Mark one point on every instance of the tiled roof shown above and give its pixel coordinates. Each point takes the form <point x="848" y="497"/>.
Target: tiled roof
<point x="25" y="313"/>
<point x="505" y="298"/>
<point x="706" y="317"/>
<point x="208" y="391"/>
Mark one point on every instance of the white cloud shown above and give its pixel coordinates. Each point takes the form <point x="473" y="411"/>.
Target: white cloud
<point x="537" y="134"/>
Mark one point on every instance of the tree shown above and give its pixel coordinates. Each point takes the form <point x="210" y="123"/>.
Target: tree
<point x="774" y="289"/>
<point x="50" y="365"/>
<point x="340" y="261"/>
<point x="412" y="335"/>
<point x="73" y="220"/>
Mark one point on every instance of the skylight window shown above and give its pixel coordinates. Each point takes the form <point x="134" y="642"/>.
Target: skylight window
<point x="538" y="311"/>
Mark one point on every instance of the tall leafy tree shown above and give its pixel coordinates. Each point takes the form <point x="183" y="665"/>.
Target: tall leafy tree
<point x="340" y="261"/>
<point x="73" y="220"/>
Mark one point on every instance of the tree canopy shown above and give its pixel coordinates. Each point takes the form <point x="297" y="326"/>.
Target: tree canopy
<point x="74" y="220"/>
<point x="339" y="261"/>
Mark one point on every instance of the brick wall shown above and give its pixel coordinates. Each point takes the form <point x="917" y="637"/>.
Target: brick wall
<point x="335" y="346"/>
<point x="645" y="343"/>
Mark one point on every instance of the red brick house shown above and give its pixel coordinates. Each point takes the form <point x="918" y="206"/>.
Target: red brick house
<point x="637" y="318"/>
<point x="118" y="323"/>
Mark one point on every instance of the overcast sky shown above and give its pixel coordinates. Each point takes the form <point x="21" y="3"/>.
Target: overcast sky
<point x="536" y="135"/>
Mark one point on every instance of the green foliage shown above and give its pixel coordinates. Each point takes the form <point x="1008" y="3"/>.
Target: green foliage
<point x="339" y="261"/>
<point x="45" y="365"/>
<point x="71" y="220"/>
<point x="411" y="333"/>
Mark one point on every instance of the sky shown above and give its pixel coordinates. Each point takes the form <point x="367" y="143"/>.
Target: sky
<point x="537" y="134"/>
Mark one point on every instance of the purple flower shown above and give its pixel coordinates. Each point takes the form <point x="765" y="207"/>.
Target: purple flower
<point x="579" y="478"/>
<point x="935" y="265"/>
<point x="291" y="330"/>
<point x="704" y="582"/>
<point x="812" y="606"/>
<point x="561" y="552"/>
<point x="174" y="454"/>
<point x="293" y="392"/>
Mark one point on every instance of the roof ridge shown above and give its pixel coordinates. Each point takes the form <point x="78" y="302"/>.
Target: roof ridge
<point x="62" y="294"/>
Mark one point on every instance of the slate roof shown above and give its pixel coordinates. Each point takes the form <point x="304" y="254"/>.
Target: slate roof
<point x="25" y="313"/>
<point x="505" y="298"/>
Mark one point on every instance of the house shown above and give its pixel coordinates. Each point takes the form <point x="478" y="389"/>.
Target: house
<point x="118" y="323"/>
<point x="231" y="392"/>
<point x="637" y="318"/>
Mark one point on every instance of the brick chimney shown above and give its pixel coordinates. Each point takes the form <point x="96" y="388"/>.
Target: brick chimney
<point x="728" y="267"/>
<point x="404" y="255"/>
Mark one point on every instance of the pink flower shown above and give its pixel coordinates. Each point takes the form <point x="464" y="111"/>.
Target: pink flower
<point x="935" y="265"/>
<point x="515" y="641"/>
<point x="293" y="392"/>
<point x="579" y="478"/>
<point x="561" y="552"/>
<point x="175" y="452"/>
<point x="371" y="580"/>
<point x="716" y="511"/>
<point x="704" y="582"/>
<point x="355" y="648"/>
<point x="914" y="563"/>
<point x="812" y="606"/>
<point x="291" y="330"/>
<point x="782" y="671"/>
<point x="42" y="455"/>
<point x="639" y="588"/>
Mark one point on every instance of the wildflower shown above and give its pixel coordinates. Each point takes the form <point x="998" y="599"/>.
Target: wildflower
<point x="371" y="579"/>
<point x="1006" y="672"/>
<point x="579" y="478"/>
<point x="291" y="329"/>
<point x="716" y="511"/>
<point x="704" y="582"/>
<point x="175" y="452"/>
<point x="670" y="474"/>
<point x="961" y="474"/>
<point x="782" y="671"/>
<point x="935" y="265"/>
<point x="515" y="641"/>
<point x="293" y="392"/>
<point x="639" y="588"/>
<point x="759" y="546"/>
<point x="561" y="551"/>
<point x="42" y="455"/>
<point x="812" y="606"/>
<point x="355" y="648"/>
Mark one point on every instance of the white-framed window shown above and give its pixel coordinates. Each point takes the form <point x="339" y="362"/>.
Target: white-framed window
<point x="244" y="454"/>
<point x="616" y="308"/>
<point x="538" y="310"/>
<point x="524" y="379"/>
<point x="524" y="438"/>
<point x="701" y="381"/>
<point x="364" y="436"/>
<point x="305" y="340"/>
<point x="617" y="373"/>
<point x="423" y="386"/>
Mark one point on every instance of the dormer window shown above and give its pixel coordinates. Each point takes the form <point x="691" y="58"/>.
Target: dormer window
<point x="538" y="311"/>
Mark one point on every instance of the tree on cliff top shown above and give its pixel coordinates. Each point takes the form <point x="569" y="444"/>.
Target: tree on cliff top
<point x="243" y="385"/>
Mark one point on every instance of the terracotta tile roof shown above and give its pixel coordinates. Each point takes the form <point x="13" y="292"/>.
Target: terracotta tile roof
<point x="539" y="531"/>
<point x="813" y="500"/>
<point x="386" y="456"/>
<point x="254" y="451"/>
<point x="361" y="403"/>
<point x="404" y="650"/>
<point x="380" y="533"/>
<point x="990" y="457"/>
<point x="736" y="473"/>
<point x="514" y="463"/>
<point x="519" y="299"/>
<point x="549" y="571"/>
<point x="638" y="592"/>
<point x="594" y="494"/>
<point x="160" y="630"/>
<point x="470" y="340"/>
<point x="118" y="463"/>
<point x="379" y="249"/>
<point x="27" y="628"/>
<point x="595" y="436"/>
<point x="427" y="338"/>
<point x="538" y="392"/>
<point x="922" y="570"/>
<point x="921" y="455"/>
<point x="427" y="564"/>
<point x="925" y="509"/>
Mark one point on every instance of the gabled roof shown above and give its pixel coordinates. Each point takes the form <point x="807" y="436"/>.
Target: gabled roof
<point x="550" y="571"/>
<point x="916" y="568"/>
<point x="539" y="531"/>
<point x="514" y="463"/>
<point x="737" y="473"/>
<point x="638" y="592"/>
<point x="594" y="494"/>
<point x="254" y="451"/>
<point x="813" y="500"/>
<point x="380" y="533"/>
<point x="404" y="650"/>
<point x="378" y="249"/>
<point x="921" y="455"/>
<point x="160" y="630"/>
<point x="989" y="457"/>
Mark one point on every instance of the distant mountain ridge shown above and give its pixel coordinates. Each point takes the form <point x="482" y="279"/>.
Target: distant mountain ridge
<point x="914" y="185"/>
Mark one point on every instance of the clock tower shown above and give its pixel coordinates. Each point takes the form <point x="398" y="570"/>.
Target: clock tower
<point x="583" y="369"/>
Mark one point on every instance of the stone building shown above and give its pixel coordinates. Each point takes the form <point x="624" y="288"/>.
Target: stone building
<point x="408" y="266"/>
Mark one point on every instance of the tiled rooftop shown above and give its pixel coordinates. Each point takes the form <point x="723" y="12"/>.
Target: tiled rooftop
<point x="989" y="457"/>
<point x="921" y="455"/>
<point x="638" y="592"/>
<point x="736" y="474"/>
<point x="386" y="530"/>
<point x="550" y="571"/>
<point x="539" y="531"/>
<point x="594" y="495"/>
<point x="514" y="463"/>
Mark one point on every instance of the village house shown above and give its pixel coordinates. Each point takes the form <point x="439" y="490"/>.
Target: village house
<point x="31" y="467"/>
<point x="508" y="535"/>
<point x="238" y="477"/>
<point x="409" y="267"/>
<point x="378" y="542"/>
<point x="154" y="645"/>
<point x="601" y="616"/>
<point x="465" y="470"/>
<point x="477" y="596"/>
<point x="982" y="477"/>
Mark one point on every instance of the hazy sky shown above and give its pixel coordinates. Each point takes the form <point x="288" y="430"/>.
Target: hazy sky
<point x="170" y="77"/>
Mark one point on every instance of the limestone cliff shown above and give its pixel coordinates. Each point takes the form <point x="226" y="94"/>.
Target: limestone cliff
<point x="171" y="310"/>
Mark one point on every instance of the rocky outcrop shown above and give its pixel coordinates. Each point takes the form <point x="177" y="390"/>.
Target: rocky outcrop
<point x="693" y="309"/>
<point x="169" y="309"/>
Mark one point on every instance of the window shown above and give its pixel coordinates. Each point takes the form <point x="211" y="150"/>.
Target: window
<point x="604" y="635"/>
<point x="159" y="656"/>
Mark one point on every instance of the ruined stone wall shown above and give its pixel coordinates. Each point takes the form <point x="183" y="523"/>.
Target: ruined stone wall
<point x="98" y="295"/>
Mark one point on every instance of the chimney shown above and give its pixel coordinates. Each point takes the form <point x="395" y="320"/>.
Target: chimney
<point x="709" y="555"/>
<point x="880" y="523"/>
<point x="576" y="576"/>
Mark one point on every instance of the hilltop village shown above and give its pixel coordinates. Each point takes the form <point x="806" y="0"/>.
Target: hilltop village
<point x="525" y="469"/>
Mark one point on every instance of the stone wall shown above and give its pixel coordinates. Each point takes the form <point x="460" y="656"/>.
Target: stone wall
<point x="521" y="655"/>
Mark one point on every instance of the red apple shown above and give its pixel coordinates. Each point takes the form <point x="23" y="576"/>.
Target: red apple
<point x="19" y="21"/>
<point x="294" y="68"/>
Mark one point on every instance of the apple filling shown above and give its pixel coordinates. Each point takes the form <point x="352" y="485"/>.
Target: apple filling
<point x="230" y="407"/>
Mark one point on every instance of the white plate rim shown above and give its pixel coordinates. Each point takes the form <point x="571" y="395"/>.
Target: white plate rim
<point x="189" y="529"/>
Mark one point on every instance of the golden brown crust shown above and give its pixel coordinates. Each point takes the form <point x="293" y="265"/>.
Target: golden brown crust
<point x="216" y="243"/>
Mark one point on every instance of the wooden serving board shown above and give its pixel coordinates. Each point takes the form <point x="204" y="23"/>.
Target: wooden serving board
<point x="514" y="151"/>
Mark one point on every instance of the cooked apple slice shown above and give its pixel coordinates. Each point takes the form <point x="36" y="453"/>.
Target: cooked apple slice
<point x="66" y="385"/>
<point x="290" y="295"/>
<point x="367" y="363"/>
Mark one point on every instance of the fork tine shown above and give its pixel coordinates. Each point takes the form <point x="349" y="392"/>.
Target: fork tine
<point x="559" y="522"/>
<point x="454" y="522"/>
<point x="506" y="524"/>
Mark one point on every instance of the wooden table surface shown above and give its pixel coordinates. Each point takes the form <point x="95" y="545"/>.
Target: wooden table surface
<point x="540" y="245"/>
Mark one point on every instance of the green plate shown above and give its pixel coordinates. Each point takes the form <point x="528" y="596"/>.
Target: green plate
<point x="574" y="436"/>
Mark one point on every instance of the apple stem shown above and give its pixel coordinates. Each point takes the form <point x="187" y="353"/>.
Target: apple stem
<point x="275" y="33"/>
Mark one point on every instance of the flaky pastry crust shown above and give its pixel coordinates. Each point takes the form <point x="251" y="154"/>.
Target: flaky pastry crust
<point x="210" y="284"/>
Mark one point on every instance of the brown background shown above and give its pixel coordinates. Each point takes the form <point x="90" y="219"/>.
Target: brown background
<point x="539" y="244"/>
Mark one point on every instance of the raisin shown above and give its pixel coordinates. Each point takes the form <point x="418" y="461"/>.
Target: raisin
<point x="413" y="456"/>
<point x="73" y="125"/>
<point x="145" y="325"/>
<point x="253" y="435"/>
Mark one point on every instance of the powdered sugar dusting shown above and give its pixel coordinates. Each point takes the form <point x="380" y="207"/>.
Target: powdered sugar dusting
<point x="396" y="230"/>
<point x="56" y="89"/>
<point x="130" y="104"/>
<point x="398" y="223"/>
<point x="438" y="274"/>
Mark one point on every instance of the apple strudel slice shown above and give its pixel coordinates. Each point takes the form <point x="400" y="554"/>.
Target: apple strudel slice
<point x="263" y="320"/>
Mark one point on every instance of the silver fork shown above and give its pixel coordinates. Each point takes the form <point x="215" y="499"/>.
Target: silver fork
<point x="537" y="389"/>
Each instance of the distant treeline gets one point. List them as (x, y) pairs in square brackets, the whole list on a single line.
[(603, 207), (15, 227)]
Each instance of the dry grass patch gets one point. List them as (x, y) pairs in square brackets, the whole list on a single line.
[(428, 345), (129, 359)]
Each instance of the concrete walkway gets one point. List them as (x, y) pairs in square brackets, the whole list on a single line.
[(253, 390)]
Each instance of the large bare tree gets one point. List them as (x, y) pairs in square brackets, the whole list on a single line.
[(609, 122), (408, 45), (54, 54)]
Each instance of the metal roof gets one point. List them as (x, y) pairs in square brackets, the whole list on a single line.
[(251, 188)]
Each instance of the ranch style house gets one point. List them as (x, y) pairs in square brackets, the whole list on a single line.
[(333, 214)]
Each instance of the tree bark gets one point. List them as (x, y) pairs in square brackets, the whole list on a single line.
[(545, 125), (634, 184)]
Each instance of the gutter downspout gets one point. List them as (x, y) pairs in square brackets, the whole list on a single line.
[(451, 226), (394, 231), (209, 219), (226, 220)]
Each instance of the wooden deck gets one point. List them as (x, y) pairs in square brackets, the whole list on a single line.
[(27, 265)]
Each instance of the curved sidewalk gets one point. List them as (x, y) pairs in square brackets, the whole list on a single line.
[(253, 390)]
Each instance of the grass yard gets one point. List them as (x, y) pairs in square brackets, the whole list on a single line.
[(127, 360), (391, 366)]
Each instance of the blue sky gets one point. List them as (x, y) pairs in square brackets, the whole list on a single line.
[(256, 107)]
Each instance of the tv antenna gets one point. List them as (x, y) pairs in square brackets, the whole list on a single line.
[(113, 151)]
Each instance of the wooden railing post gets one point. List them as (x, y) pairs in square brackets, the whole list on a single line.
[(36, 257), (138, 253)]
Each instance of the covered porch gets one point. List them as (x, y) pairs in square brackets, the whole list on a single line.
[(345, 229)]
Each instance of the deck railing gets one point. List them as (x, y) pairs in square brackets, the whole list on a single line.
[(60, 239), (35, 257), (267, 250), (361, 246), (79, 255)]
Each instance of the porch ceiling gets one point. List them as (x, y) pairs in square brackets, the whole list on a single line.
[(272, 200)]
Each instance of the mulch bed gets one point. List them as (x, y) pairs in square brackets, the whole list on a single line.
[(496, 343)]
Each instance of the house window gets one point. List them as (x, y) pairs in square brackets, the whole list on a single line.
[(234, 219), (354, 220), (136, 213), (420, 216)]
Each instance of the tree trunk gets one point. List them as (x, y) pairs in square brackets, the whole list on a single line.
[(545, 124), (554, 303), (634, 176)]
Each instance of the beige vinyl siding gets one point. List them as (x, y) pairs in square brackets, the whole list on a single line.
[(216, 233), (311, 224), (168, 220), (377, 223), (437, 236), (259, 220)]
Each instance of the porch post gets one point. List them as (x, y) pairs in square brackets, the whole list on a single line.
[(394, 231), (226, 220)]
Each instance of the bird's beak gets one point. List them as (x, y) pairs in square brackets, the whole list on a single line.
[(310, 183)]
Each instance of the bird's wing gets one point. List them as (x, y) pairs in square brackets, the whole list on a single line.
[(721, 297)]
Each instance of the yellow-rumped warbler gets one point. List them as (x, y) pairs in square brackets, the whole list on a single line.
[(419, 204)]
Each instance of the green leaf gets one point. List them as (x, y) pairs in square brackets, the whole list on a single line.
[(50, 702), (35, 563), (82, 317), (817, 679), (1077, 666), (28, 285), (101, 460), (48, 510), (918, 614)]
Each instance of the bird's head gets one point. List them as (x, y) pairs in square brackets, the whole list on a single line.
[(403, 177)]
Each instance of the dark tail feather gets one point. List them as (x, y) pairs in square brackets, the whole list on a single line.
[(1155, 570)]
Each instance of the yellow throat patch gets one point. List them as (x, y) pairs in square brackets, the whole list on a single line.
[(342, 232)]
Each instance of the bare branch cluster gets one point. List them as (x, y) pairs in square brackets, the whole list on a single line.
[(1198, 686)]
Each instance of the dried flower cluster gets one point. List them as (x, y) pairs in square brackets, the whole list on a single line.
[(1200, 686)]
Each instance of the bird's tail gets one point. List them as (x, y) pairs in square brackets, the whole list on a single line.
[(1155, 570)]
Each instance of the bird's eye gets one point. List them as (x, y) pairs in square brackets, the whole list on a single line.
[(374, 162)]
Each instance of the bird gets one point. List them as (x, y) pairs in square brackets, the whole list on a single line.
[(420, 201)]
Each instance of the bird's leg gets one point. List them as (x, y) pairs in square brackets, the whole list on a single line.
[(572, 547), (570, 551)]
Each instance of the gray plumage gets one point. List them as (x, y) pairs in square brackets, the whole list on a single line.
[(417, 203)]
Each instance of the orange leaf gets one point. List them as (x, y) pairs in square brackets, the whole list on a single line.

PROBLEM REQUIREMENTS: Look above for the line containing "Mark one point on every instance of the tree shown" and the line containing "Mark one point on every instance of the red brick". Transcribe both, with the lines between them, exactly.

RESULT:
Mark one point on every instance of the tree shown above and give its pixel coordinates. Each point takes the form <point x="210" y="123"/>.
Target: tree
<point x="774" y="289"/>
<point x="50" y="365"/>
<point x="340" y="261"/>
<point x="412" y="335"/>
<point x="73" y="220"/>
Mark one point on every instance of the skylight window shown above and give its pixel coordinates. Each point takes the form <point x="134" y="642"/>.
Target: skylight window
<point x="538" y="311"/>
Mark one point on every instance of the tall leafy tree shown above and give its pixel coordinates. Each point takes the form <point x="183" y="665"/>.
Target: tall leafy tree
<point x="340" y="261"/>
<point x="73" y="220"/>
Mark one point on every instance of the tree canopy shown above and give its pixel coordinates. Each point takes the form <point x="297" y="326"/>.
Target: tree canopy
<point x="74" y="220"/>
<point x="339" y="261"/>
Mark one point on every instance of the brick wall shown above and give its pixel coordinates. Each point takes the form <point x="917" y="637"/>.
Target: brick wall
<point x="335" y="346"/>
<point x="645" y="343"/>
Mark one point on every instance of the red brick house shown above and give its pixel coordinates. Each point takes the form <point x="918" y="206"/>.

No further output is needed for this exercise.